**Excerpt provided**
▶
Immigration and Customs Enforcement officers who fatally shot Mexican national Lorenzo Salgado Araujo in Houston this week were searching for someone else when they pulled over his vehicle, the Department of Homeland Security confirmed Thursday.
According to DHS, officers had been acting on “a credible tip” from law enforcement partners and were conducting surveillance near a target’s address. “Weeks prior to the incident, they noted two white vans at the property,” the department said. “On July 7, officers were almost at the target’s address when they observed a white van with an individual who resembled the target. Officers then initiated the vehicle stop.”
The clarification marked a shift from DHS’s initial statement Tuesday, when the department said ICE officers had targeted Salgado Araujo because he was in the United States without legal permission. Officials alleged he was shot after failing to follow “multiple verbal commands” and trying to ram an officer, who then fired in self-defense. Houston firefighters said Salgado Araujo was hit in the abdomen before his vehicle struck an ICE vehicle.
Salgado Araujo was transported to a hospital, where he later died from his injuries, DHS said.
Family members and a Texas congresswoman said Wednesday that Salgado Araujo, who had lived in the U.S. for decades, was driving a work crew to a homebuilding site when he was killed. His son said his father had been trying to secure legal status after many years without it. The shooting has since prompted national attention and calls for a thorough investigation.
His family has said Salgado Araujo had no criminal record and was close to receiving a work permit after more than 30 years living in the country without legal status.
Federal authorities have not released any video, photographs or other images showing the shooting or the reported damage to the vehicles involved.
A DHS spokesperson said the ICE officer who fired the fatal shot was not wearing a body camera because officers in that field office had not yet been issued them.
The officers in Houston “had not been issued body-worn cameras due to back-to-back Democrat shutdowns,” the spokesperson said, blaming a series of government funding lapses that arose when Congress failed to pass measures to fund department and agency operations. There was a 43-day government shutdown in late 2025, as well as a separate 76-day DHS shutdown that started in February and ended in April. The spokesperson said that the shutdown interrupted the body camera procurement process for ICE field offices.
◀
**Exercise requirements**
#1 In the news article on the Houston ICE shooting, where do Houston firefighters say Salgado Araujo was hit?
#2 Write the next part of the news article on the Houston ICE shooting, picking up after its last sentence.

**Extracted data**
▶
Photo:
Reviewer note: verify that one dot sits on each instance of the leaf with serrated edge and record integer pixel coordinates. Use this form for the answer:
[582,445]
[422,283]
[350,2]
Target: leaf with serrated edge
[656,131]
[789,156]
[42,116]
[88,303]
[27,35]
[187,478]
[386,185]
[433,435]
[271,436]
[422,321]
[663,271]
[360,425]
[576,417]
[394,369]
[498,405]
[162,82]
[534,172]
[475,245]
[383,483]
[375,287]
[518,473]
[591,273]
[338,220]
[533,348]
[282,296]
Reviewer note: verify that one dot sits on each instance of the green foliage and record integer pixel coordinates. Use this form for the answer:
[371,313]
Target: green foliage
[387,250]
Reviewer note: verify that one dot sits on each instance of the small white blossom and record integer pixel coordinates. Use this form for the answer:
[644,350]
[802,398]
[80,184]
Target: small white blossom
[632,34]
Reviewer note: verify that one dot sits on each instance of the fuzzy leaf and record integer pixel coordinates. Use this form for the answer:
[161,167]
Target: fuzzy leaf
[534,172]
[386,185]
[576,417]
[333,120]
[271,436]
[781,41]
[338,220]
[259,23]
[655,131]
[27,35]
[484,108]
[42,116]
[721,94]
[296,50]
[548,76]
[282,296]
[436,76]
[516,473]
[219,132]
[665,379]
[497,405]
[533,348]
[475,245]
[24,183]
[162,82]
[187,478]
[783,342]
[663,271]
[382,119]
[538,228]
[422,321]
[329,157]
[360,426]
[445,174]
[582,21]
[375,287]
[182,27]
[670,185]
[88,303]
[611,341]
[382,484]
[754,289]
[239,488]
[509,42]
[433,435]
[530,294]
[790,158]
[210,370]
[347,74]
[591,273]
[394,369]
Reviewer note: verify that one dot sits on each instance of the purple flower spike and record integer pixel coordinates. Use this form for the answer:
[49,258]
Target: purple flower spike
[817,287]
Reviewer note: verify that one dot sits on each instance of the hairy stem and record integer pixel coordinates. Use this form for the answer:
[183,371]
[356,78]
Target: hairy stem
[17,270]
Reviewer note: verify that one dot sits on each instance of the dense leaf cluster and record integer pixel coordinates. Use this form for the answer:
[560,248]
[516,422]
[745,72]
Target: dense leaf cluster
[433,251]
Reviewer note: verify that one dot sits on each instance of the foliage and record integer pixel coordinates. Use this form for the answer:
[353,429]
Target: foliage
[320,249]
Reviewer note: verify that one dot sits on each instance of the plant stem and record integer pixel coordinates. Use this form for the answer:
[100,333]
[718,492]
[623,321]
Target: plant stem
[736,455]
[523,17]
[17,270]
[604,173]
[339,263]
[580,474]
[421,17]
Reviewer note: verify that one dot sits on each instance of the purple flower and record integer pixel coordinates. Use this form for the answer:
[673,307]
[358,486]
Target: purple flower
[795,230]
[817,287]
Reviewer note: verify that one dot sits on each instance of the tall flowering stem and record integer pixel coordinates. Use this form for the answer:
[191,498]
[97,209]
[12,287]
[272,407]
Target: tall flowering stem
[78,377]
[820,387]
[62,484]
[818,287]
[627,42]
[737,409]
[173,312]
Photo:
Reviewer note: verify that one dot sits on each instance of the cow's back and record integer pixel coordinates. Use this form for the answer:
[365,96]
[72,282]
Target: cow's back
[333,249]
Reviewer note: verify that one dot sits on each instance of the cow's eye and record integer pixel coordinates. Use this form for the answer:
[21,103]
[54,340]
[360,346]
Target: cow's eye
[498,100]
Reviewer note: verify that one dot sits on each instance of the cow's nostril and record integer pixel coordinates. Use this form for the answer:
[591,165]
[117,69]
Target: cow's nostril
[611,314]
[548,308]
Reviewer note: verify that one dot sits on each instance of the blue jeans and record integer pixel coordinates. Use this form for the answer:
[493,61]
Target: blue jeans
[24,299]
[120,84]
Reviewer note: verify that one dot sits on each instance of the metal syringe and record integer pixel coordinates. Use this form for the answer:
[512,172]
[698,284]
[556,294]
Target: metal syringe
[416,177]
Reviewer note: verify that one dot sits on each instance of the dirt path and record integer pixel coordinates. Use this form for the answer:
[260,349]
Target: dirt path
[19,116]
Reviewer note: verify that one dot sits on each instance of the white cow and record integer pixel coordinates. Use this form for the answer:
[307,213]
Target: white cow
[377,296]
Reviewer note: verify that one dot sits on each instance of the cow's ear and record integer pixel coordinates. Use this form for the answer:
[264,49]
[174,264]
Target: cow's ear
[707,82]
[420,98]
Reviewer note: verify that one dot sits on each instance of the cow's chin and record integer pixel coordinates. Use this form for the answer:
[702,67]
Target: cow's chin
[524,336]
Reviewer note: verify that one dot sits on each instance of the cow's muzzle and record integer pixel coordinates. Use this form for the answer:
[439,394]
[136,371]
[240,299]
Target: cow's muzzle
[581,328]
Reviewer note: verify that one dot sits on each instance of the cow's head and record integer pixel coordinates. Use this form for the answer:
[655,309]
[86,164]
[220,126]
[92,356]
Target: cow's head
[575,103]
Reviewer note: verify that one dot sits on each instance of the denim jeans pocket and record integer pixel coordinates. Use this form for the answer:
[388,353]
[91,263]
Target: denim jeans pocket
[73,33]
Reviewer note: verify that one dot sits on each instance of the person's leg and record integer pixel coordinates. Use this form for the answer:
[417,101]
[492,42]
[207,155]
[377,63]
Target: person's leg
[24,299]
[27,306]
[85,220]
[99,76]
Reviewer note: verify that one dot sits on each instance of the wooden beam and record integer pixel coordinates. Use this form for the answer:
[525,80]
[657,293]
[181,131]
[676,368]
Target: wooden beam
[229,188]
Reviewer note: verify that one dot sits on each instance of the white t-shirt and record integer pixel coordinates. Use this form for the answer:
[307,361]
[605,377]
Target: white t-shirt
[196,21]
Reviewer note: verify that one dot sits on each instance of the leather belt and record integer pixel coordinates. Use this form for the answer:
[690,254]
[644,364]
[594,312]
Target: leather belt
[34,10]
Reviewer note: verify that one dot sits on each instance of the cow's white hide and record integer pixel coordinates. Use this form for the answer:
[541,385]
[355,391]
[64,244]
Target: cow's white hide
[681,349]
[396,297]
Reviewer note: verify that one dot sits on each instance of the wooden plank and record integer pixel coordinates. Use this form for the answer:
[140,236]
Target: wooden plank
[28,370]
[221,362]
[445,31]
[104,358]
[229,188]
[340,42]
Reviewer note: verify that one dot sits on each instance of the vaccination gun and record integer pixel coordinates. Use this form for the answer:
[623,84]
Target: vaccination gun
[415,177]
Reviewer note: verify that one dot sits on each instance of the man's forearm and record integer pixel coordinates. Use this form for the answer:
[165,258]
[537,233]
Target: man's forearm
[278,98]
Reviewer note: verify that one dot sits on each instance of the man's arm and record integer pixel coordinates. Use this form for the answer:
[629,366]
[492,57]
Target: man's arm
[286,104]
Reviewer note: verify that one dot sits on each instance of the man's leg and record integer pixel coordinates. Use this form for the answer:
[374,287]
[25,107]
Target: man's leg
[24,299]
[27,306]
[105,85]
◀
**Answers by task**
#1 In the abdomen.

#2
The spokesperson went on to say that half the field offices are now equipped with body cameras, and the other half are expected to receive them in the next 60 days.
The DHS spokesperson said in Thursday’s statement that providing ICE officers with body cameras is a priority, particularly because “our officers are facing a more than 1,300% increase in assaults against them,” adding that the restoration of “historic funding” would provide ICE with necessary resources, “including body cameras.”
The Harris County District Attorney’s office said it would conduct an investigation into the shooting. The office is consulting with local prosecutors in Minneapolis, where federal agents fatally shot two U.S. citizens, to learn how they have navigated investigations into federal immigration agents, spokesperson Rafael Lemaitre said.
Three men, including Salgado Araujo’s brother, were detained by ICE during the fatal traffic stop, according to Juan Proaño, CEO of the League of United Latin American Citizens, who has been communicating with their families.
LULAC has yet to obtain video footage that clearly shows what happened during the moments of the shooting and has offered a reward of $5,000 for information from witnesses, Proaño told AP. The position of Salgado Araujo’s van and ICE vehicles has obstructed security camera footage LULAC has reviewed, he added.
“It’s going to make it even more difficult to find the truth in all this,” he said.
Nicole Sganga
contributed to this report.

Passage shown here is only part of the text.